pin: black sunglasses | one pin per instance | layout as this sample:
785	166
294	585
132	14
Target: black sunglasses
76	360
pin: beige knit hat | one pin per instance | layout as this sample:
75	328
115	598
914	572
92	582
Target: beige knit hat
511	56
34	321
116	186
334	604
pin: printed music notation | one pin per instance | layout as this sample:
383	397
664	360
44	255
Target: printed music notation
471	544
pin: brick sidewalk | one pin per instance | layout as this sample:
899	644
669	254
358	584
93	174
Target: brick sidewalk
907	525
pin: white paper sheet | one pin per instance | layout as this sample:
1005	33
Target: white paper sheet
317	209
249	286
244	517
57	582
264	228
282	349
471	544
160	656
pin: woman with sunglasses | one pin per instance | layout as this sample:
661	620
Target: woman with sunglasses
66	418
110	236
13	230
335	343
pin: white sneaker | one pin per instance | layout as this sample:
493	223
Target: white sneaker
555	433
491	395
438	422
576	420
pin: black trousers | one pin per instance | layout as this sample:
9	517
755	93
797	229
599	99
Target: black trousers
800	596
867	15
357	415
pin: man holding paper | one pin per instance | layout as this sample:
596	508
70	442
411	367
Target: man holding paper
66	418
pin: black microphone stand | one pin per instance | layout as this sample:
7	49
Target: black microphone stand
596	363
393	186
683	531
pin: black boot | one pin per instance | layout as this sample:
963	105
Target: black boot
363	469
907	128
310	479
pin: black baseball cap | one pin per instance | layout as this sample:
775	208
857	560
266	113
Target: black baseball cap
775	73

# # # #

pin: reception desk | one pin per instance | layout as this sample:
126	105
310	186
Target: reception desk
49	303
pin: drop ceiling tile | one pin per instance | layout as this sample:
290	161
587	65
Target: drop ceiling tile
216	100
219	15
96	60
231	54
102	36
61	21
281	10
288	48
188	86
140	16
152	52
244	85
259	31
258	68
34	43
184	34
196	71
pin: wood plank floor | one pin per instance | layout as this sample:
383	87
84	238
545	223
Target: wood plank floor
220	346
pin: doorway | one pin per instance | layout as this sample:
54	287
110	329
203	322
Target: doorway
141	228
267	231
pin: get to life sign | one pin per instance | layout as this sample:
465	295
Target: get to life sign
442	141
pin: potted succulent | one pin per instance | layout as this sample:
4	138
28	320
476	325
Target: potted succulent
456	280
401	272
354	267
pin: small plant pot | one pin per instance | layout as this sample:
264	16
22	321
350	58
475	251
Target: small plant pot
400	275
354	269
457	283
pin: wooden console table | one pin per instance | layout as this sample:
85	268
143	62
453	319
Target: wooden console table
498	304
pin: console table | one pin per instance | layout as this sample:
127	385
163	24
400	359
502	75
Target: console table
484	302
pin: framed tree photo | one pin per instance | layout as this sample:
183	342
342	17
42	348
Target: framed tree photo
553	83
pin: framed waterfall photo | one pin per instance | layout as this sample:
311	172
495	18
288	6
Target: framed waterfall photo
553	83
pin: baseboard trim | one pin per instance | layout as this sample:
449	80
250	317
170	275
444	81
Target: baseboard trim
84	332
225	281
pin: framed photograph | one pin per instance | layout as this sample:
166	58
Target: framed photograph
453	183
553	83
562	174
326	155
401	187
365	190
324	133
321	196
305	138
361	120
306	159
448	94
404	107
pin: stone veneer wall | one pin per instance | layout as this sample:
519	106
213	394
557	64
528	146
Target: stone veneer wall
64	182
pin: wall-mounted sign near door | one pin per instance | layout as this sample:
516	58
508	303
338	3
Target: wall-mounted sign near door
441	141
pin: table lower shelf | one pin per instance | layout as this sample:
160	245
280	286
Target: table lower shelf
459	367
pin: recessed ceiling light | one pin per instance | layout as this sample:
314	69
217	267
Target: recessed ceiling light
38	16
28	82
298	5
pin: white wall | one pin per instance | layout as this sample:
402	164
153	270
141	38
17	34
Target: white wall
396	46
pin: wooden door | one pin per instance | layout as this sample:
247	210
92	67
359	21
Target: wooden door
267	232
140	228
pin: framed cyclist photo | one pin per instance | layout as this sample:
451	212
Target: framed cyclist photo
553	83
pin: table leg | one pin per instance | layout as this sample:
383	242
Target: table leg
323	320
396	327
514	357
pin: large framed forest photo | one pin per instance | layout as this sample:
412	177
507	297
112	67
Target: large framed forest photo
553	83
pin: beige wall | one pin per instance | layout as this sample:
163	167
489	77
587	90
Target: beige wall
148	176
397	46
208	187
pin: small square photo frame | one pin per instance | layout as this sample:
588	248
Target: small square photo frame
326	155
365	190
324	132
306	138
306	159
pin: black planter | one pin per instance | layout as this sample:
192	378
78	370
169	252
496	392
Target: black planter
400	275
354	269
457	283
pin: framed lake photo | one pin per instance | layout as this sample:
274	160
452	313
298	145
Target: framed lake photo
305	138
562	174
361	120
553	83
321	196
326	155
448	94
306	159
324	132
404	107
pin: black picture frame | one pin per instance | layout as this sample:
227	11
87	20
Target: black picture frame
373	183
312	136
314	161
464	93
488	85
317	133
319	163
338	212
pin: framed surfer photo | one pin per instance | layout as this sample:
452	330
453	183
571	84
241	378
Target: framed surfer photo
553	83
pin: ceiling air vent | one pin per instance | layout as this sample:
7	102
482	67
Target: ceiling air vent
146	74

# # # #

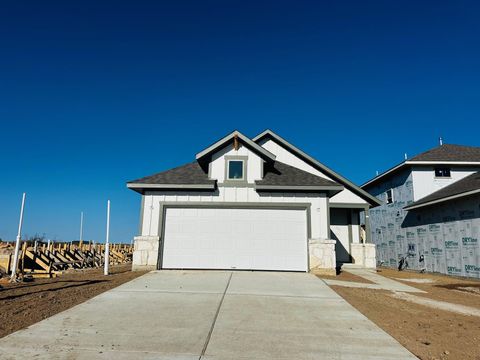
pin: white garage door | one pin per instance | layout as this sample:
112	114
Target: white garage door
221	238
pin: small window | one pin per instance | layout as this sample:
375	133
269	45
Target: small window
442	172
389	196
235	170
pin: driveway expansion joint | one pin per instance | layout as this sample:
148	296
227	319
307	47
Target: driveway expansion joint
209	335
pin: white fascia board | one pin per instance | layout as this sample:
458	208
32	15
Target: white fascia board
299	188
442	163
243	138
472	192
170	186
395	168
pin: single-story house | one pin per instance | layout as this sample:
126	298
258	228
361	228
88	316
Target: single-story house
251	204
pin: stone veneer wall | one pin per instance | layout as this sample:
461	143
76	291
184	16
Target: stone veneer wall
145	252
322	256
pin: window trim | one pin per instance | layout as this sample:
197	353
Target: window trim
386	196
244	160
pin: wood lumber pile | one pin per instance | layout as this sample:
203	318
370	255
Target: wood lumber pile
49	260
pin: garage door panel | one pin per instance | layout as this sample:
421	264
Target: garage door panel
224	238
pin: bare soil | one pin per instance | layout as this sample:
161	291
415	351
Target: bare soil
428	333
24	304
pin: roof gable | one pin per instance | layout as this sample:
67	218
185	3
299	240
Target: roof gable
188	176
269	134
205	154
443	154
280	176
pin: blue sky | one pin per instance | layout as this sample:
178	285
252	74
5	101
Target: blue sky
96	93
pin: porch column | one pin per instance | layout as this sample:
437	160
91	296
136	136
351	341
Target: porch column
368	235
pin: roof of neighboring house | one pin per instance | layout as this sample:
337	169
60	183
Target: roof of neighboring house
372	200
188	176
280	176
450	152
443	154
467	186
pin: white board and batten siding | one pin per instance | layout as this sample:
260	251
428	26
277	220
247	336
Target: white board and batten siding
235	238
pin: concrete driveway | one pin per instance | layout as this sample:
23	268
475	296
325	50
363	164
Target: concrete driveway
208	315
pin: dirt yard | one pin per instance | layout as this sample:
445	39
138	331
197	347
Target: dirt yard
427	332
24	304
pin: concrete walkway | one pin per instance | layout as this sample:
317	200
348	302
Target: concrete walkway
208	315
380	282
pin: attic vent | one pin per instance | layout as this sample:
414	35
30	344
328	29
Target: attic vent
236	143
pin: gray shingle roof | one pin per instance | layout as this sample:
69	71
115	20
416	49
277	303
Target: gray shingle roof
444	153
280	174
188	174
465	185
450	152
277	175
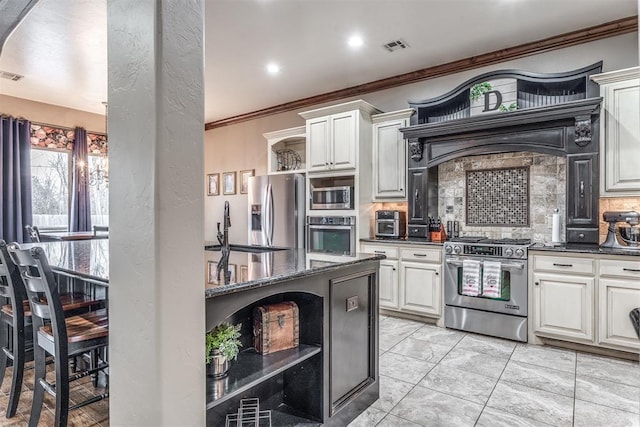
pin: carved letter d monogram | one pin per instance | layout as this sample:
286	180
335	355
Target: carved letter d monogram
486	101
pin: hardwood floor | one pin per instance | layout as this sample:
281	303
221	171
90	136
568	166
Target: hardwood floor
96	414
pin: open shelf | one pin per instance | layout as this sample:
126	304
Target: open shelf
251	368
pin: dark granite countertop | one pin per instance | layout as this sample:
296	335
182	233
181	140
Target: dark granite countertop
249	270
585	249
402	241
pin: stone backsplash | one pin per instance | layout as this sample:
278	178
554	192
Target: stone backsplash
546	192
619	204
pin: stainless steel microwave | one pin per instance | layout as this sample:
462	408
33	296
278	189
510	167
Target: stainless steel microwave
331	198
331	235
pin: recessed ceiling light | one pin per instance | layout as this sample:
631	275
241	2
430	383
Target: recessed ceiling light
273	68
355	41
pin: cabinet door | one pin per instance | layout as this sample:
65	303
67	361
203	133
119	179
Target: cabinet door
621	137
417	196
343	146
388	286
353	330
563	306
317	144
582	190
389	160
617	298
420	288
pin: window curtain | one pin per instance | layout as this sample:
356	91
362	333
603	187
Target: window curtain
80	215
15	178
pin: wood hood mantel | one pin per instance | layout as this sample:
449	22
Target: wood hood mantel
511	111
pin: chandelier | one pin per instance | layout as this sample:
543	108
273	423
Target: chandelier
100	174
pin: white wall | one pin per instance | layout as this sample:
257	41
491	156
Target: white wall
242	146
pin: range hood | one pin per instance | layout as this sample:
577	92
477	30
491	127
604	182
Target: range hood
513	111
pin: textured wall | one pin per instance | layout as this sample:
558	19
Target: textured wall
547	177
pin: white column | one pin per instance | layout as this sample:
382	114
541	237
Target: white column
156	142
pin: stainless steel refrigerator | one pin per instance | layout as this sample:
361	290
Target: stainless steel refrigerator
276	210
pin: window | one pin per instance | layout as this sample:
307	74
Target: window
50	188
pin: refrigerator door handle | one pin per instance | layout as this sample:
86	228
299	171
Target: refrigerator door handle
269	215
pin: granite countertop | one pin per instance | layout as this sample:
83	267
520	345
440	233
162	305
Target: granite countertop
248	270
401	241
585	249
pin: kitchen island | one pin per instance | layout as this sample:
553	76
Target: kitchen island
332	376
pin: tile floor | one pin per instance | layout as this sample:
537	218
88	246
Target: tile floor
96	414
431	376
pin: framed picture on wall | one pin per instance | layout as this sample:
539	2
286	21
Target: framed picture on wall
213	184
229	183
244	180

# # # #

Please show every line in the entries above that contains the word "printed", copying each line in full.

*Solution to the problem:*
pin: printed music notation | one pin per instance | layout as this sample:
Target: printed music notation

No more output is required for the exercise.